## Arbeitsauftrag
Beantworte mit dem Text über die EU-Osterweiterung diese Fragen:
(a) Wer fragte, ob man sich einen deutschen Bundeskanzler vorstellen könne, der Polen bei einer EU-Osterweiterung außen vor lässt?
(b) Mit welchen zwei Ländern trägt die Europäische Kommission derzeit Rechtshändel und Grundsatzstreitigkeiten aus?
(c) Wie viel Geld fließt von der EU jedes Jahr an die Regierungen in Warschau und Budapest?

## Dokumenttext
···

Aus Günter Verheugens »big bang« ist irgendwie »big Mist« geworden, und die Osterweiterung sieht aus wie ein verdammter Denkfehler: Dass jeder Teil Europas unbedingt auch Mitglied der Europäischen Union sein müsse. Dabei ist das eine geografisch und das andere politisch. Das eine erklärt sich aus der unabänderlichen Geschichte, das andere aus einer immer neu formbaren Gegenwart.
Dass beides ein und dasselbe sei, haben die westeuropäischen EU-Regierungen übrigens mindestens so fest geglaubt wie die osteuropäischen. »Können Sie sich einen deutschen Bundeskanzler vorstellen, der Polen bei einer EU-Osterweiterung außen vor lässt?«, fragte der damalige Kanzler Gerhard Schröder, und sein Vorgänger Helmut Kohl hätte es genauso gemacht. Deshalb soll es nicht darum gehen, wer »Schuld« an diesem Irrtum hat.
Es würde an dieser Stelle auch zu weit führen, alle Rechtshändel und Grundsatzstreitigkeiten aufzuzählen, welche die Europäische Kommission mit Ungarn und Polen derzeit auszutragen hat und wie sehr sie dafür von Ungarns Viktor Orbán oder Polens Jarosław Kaczyński verhöhnt wird.
Es würde ebenfalls zu weit führen, den verästelten Eskalationsweg zu beschreiben, auf dem ohnedies eher die Hölle zufriert, als dass die EU aufhört, den Regierungen in Warschau und Budapest jedes Jahr rund 20 Milliarden Euro netto in die Taschen zu schaufeln.

···

## Einträge im Datensatz

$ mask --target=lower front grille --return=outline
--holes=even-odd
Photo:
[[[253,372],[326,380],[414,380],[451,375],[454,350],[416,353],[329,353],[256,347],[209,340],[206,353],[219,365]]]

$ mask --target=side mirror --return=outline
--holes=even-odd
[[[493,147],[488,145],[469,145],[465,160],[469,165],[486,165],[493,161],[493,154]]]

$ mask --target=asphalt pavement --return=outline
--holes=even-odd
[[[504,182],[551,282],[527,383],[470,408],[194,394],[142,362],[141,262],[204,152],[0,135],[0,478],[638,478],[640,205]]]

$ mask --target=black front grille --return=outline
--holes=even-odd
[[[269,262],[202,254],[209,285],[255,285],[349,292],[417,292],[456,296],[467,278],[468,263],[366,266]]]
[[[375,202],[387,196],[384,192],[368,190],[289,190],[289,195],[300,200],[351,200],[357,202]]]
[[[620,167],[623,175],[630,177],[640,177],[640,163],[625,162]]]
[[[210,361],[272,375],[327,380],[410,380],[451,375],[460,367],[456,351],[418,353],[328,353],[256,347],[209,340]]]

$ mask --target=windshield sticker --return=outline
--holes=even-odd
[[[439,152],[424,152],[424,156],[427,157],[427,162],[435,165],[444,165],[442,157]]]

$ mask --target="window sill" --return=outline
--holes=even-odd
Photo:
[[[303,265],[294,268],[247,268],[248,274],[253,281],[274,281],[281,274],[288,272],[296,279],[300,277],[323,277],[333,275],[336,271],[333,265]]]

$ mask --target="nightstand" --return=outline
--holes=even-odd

···

## Lösung
(a) Der damalige Kanzler Gerhard Schröder.
(b) Mit Ungarn und Polen.
(c) Rund 20 Milliarden Euro netto.